> Task details: Find every line in the listing below that contains the string "spatula" and copy each of those lines out.

> Data to process:
'''

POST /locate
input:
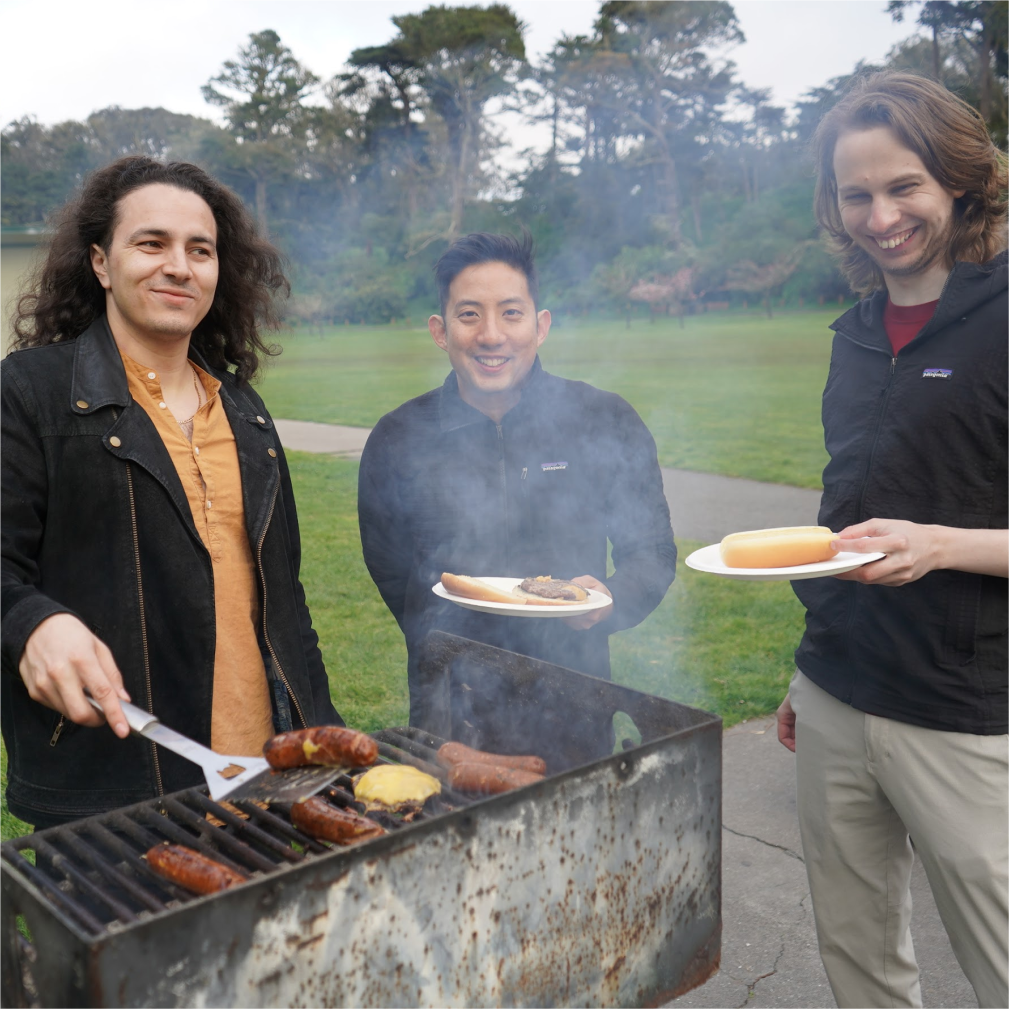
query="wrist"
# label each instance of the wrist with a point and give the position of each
(942, 548)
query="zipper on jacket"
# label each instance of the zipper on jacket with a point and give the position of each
(877, 427)
(503, 472)
(143, 623)
(58, 731)
(265, 633)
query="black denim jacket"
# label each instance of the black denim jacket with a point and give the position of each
(94, 521)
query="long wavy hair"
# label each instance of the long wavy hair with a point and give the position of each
(64, 297)
(954, 144)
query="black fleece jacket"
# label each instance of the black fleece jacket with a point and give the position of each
(444, 488)
(923, 436)
(94, 521)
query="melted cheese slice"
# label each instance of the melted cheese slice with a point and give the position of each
(394, 784)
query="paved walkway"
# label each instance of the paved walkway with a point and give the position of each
(703, 507)
(769, 956)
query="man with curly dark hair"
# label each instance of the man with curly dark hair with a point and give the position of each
(899, 708)
(148, 539)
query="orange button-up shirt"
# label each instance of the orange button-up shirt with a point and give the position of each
(241, 718)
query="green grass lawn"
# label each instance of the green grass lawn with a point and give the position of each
(726, 394)
(735, 395)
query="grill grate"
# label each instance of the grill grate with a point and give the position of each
(598, 885)
(93, 870)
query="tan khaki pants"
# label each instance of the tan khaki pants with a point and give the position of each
(865, 784)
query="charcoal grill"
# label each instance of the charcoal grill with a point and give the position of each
(598, 886)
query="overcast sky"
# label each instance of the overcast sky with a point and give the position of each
(64, 59)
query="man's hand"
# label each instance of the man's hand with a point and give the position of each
(912, 550)
(585, 621)
(786, 724)
(61, 658)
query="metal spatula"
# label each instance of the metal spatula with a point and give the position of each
(231, 777)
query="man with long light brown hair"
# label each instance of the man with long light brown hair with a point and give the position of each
(899, 707)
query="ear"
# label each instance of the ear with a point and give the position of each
(543, 320)
(100, 264)
(436, 326)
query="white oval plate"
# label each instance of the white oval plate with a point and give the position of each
(708, 560)
(595, 600)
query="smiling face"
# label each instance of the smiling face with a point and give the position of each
(896, 211)
(159, 272)
(491, 332)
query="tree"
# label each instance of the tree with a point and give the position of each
(670, 92)
(460, 58)
(763, 278)
(261, 99)
(983, 24)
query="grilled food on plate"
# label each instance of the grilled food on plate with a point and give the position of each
(785, 547)
(332, 746)
(191, 870)
(542, 590)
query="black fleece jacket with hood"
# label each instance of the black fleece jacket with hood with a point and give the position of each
(921, 436)
(444, 488)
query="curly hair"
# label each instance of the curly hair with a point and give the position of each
(64, 296)
(955, 146)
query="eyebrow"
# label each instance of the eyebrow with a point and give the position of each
(472, 303)
(162, 233)
(913, 177)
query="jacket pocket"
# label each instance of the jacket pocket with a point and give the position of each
(61, 726)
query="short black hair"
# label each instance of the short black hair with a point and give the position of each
(485, 247)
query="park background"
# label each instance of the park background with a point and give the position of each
(671, 207)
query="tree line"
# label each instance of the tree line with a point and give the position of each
(667, 185)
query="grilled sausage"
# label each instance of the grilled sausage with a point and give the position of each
(191, 869)
(486, 779)
(317, 817)
(451, 754)
(333, 746)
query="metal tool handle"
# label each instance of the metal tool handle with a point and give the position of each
(136, 717)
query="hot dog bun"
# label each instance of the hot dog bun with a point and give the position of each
(784, 547)
(474, 588)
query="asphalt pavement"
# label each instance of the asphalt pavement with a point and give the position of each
(703, 507)
(769, 956)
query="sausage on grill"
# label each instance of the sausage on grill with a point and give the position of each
(333, 746)
(191, 869)
(317, 817)
(485, 779)
(451, 754)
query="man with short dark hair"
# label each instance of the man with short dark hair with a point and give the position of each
(899, 708)
(148, 539)
(508, 470)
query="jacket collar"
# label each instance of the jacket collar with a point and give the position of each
(455, 413)
(969, 286)
(99, 377)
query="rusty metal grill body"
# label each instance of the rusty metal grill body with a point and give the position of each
(598, 886)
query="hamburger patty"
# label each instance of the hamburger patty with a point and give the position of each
(553, 588)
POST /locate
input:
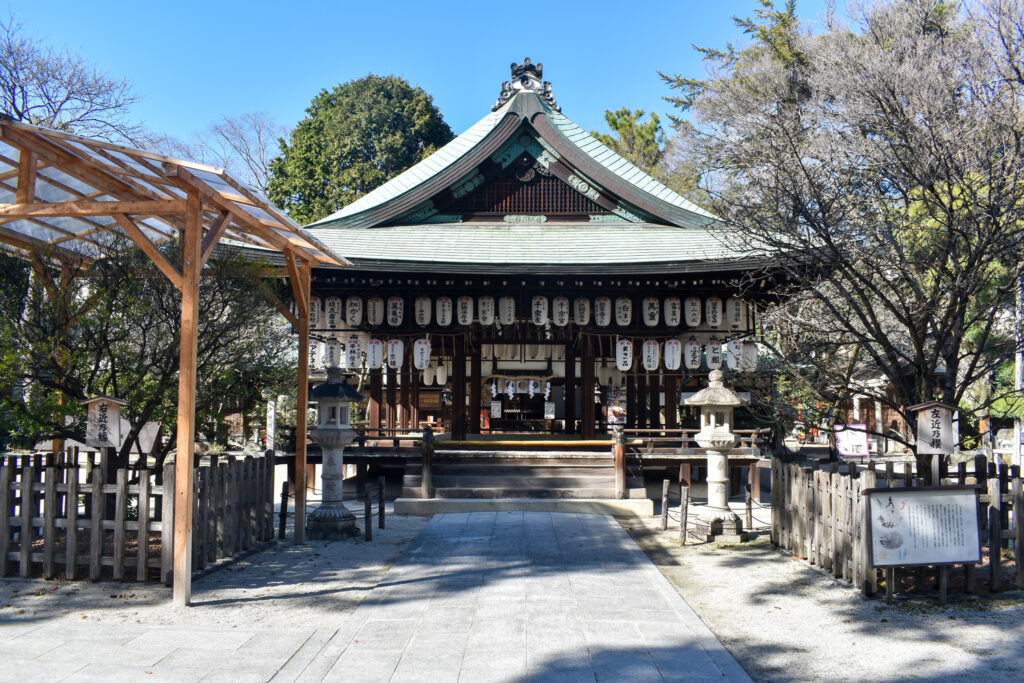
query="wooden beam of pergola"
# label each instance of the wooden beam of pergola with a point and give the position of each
(98, 170)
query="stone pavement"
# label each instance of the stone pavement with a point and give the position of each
(519, 596)
(508, 596)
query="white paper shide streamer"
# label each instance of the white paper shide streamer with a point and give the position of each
(421, 353)
(375, 353)
(624, 354)
(651, 353)
(395, 353)
(673, 353)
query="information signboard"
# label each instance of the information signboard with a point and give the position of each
(919, 526)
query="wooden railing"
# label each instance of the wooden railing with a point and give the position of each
(59, 518)
(818, 515)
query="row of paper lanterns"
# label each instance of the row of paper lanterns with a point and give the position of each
(736, 353)
(714, 311)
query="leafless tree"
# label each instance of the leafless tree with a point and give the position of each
(59, 90)
(881, 162)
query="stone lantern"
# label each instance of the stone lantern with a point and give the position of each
(717, 522)
(332, 521)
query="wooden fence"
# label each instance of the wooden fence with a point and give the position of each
(57, 517)
(818, 515)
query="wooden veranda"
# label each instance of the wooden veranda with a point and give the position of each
(65, 200)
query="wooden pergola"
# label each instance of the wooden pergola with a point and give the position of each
(71, 199)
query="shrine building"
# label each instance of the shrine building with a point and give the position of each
(526, 279)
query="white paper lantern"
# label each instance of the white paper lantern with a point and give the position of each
(560, 310)
(539, 310)
(602, 311)
(691, 309)
(506, 310)
(332, 313)
(395, 310)
(395, 353)
(581, 311)
(713, 311)
(673, 309)
(749, 356)
(314, 353)
(651, 355)
(332, 353)
(735, 313)
(375, 353)
(353, 354)
(421, 353)
(714, 354)
(624, 311)
(422, 307)
(733, 351)
(651, 314)
(314, 312)
(624, 354)
(673, 353)
(486, 309)
(442, 310)
(691, 353)
(464, 310)
(375, 310)
(353, 311)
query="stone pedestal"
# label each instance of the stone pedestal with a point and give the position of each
(331, 520)
(718, 522)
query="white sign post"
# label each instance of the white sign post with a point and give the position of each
(102, 427)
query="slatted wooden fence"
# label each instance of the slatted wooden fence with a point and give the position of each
(818, 514)
(43, 498)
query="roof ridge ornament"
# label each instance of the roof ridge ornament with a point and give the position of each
(526, 77)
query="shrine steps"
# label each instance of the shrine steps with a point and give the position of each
(520, 480)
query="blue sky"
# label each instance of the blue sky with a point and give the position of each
(196, 61)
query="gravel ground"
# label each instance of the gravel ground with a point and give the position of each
(284, 587)
(784, 621)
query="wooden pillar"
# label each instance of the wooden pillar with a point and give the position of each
(631, 401)
(390, 411)
(587, 390)
(374, 404)
(654, 394)
(299, 269)
(641, 399)
(192, 238)
(569, 392)
(671, 401)
(475, 380)
(459, 390)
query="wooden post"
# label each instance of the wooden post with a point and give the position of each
(192, 238)
(475, 399)
(380, 501)
(684, 508)
(619, 460)
(368, 512)
(570, 392)
(459, 390)
(665, 504)
(300, 271)
(587, 390)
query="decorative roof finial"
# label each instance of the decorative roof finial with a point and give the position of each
(526, 77)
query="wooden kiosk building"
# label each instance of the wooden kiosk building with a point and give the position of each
(526, 279)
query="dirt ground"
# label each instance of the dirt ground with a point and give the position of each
(785, 621)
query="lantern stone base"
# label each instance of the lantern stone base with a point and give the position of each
(720, 526)
(331, 522)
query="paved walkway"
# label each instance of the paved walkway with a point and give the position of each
(514, 596)
(506, 596)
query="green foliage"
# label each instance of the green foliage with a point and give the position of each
(354, 137)
(642, 143)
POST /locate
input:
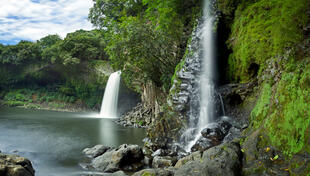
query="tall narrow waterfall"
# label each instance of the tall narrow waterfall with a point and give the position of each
(207, 77)
(206, 80)
(110, 98)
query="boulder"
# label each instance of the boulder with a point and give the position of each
(163, 161)
(125, 157)
(13, 165)
(118, 173)
(154, 172)
(203, 144)
(96, 151)
(213, 132)
(159, 152)
(193, 156)
(224, 159)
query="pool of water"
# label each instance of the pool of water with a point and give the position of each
(54, 141)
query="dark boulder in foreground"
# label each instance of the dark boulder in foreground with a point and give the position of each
(224, 159)
(214, 134)
(96, 151)
(13, 165)
(125, 157)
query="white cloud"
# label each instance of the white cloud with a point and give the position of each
(32, 20)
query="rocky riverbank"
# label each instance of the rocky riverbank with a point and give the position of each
(13, 165)
(217, 152)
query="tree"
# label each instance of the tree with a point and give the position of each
(48, 41)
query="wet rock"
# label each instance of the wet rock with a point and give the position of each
(163, 161)
(159, 152)
(193, 156)
(234, 96)
(213, 132)
(203, 144)
(118, 173)
(224, 126)
(233, 133)
(224, 159)
(13, 165)
(96, 151)
(177, 151)
(154, 172)
(138, 117)
(125, 157)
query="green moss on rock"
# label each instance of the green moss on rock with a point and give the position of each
(263, 30)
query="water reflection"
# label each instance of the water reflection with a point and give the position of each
(53, 141)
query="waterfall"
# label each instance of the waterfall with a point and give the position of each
(206, 80)
(110, 98)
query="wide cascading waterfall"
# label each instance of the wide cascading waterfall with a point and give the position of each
(110, 98)
(206, 81)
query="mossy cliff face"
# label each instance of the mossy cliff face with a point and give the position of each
(269, 41)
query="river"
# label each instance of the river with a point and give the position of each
(54, 141)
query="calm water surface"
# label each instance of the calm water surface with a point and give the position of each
(53, 141)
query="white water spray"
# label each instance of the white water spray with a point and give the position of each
(110, 98)
(207, 77)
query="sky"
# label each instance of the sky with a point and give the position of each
(34, 19)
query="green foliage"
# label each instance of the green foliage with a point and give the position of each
(264, 29)
(287, 124)
(48, 41)
(23, 53)
(260, 110)
(145, 39)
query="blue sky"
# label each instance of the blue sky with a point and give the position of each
(34, 19)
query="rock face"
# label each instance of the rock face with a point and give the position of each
(214, 134)
(154, 172)
(125, 157)
(139, 116)
(224, 159)
(163, 161)
(234, 96)
(96, 151)
(13, 165)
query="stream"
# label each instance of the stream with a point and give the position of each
(53, 141)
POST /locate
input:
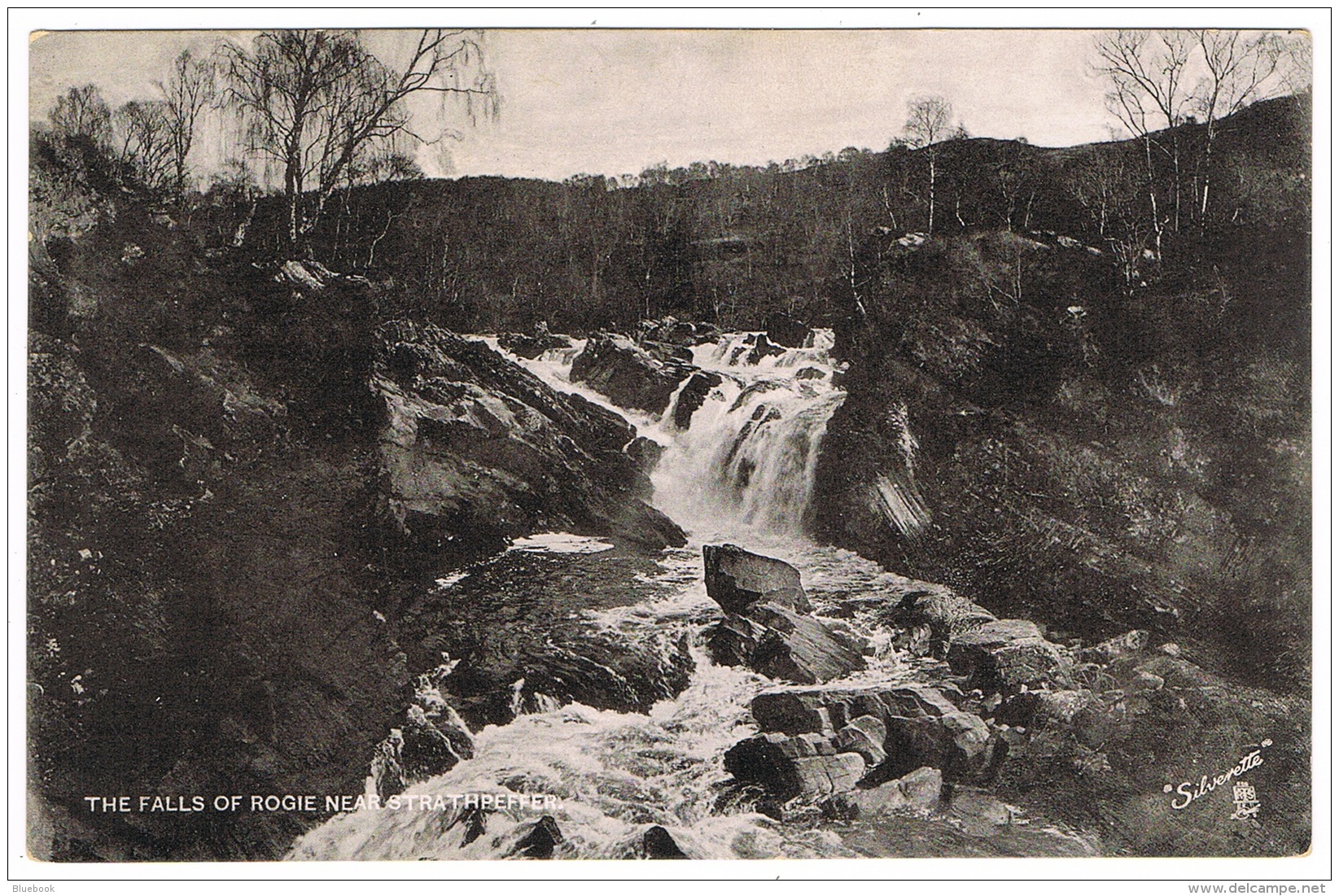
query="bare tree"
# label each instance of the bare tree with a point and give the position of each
(1148, 72)
(928, 125)
(1237, 66)
(143, 141)
(315, 101)
(186, 94)
(82, 111)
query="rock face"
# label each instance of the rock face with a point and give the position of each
(782, 645)
(786, 331)
(691, 396)
(419, 749)
(1131, 642)
(533, 344)
(477, 450)
(794, 767)
(737, 579)
(628, 374)
(921, 726)
(934, 616)
(658, 842)
(676, 332)
(1007, 655)
(913, 792)
(536, 839)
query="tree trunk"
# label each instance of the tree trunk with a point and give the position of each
(931, 226)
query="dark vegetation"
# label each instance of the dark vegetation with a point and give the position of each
(1069, 419)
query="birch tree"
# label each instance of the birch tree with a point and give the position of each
(315, 102)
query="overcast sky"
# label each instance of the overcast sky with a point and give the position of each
(618, 101)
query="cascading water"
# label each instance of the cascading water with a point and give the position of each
(746, 461)
(742, 470)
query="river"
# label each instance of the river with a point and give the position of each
(741, 472)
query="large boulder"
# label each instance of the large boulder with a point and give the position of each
(676, 332)
(738, 579)
(782, 645)
(693, 396)
(1131, 642)
(932, 616)
(535, 839)
(1009, 655)
(794, 767)
(418, 750)
(533, 344)
(921, 725)
(628, 374)
(917, 790)
(786, 331)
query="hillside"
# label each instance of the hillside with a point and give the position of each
(249, 474)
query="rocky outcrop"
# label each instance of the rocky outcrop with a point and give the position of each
(794, 767)
(1131, 642)
(533, 344)
(786, 331)
(658, 842)
(917, 790)
(693, 396)
(782, 645)
(921, 725)
(628, 374)
(535, 839)
(477, 450)
(676, 332)
(737, 579)
(766, 626)
(928, 618)
(1007, 655)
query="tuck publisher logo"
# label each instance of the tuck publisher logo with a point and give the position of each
(1243, 794)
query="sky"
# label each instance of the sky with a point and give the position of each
(619, 101)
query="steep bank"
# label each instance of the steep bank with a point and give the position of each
(1027, 431)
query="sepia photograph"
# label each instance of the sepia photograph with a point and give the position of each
(666, 444)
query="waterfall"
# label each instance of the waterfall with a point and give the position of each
(741, 448)
(747, 458)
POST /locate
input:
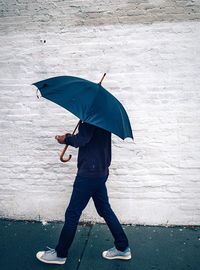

'''

> Correct output:
query="metal spatula"
# label each instance of the metal spatula with a point and give the position of each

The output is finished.